*Exercise directions*. Take the entries below and return them unchanged.

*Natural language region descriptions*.
***
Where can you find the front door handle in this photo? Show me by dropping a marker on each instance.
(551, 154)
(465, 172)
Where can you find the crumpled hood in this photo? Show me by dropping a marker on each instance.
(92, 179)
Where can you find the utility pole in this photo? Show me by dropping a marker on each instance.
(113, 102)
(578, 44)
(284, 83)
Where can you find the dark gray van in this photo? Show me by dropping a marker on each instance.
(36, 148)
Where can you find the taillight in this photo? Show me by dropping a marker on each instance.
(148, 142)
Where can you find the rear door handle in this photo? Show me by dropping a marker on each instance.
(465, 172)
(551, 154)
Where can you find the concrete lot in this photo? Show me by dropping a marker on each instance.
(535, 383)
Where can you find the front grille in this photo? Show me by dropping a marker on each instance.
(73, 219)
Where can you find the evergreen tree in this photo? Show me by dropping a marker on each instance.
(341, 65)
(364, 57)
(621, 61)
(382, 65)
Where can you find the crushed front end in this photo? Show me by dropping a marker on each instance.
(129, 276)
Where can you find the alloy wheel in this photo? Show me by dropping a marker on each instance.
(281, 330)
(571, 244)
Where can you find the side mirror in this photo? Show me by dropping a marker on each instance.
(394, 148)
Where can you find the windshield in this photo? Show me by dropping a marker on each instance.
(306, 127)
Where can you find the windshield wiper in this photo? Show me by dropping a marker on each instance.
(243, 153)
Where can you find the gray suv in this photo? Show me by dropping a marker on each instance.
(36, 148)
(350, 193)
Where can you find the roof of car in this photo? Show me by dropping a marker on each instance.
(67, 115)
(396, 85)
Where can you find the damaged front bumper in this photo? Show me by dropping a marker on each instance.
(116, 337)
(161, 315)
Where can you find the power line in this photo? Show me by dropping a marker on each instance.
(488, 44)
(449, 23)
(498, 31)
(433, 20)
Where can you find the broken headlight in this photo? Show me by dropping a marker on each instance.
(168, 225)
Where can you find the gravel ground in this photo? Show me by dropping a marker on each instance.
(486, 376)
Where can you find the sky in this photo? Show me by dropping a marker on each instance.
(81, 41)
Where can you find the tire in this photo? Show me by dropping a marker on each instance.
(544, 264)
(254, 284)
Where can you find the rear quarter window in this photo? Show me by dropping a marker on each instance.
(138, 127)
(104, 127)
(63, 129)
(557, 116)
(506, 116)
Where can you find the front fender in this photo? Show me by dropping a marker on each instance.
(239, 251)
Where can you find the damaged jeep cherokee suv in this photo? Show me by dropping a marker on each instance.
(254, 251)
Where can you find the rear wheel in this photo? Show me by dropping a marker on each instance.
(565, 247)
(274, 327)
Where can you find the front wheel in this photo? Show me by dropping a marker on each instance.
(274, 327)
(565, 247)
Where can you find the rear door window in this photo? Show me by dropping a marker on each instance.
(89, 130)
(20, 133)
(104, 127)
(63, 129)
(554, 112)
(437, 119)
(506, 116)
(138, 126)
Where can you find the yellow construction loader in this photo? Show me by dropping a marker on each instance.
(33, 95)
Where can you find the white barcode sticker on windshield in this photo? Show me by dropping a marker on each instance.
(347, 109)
***
*Written response*.
Where can you find the front door handle in this photo? Show me by dropping a marker on each instance.
(551, 154)
(465, 172)
Where can you find the crumpled hood in this photo? Show me by dropping a marker on each instance.
(92, 179)
Where can you find the utility pole in this photo? Show me by dropping a marker on each instance.
(113, 102)
(578, 44)
(284, 83)
Where can you find the dark gray van in this photo? Show me by dropping a marker on each instance.
(36, 148)
Where can you find the taillight in this photo? Show me by dropping a marker on each instance.
(148, 142)
Where can you find the rear door handle in this photo? Show me by dropping a marker on each instance.
(465, 172)
(551, 154)
Where can you find the concrete lot in this photo? Show me by dropping a marker on each instance.
(535, 383)
Where can you find the front grille in this photo? Show me by dropping a marker on each instance.
(73, 219)
Where can you find the evergreen tree in this photo? Show me by dropping a marker on each instance.
(341, 65)
(364, 57)
(621, 61)
(382, 65)
Where can you find the crushed front end in this photo? Show me by dropping a marker on each instance.
(129, 276)
Where can you find the alloy wheel in this photo? Show me by dropping a marker on each instance.
(281, 330)
(571, 244)
Where can you find the side mirror in this photo? Show me by dropping a marker on each instance.
(394, 148)
Where can you find the windshield in this photo? Show me by dropping a marker on each instance.
(306, 127)
Where can you find the windshield wiper in this photo? Show me by dropping a marker on each instance.
(243, 153)
Where can you find the gray suv in this photo? Show me by dropping a marker on each instance.
(36, 148)
(350, 193)
Where can you find the roof of car in this photo? Show me by dropping a marker on each instance.
(67, 115)
(396, 85)
Where can you find the damaged front bumper in this photo? Show me by dropping a marker on each instance.
(116, 337)
(161, 315)
Where can you find the power line in this photo? Show me by dropping a marker on each instance.
(488, 44)
(449, 23)
(498, 31)
(433, 20)
Where can you find the broken headlight in this photo? Show me by dropping a marker on each instance.
(168, 225)
Where can you find the gravel ground in this photo? Show me by dropping a marker on each instance.
(486, 376)
Where can you find the sky in this photo? Show me by dropping a marker on each instance.
(81, 41)
Where can you find the tire in this photo? Show me by dropping a marker on each instance.
(544, 264)
(254, 284)
Where can you find the rear quarter window in this photo? Show me by dropping a marker on each instance.
(138, 127)
(104, 127)
(63, 129)
(557, 116)
(506, 116)
Where can you find the front fender in this photo? Show me by dropping a marker on each instance.
(239, 251)
Where can you find the damaged jeep cherokee suv in this photo? Show me by dropping a marker on each instance.
(254, 251)
Where can you find the rear wheel in this photo? Show me by dropping a marker on each instance.
(565, 247)
(274, 327)
Where can you find the front wheel in this photo? Show me by dropping a marker on each instance.
(274, 327)
(565, 247)
Where can you find the rear door window in this photo? Show me by dropping a marker on each instance.
(89, 130)
(20, 133)
(104, 127)
(63, 129)
(554, 112)
(437, 119)
(506, 116)
(138, 126)
Where can you find the yellow construction loader in this photo? Show me by dropping a marker on each instance.
(33, 95)
Where can you find the white barcode sticker on windshield in this photo? Show me by dropping a marker on each instance.
(347, 109)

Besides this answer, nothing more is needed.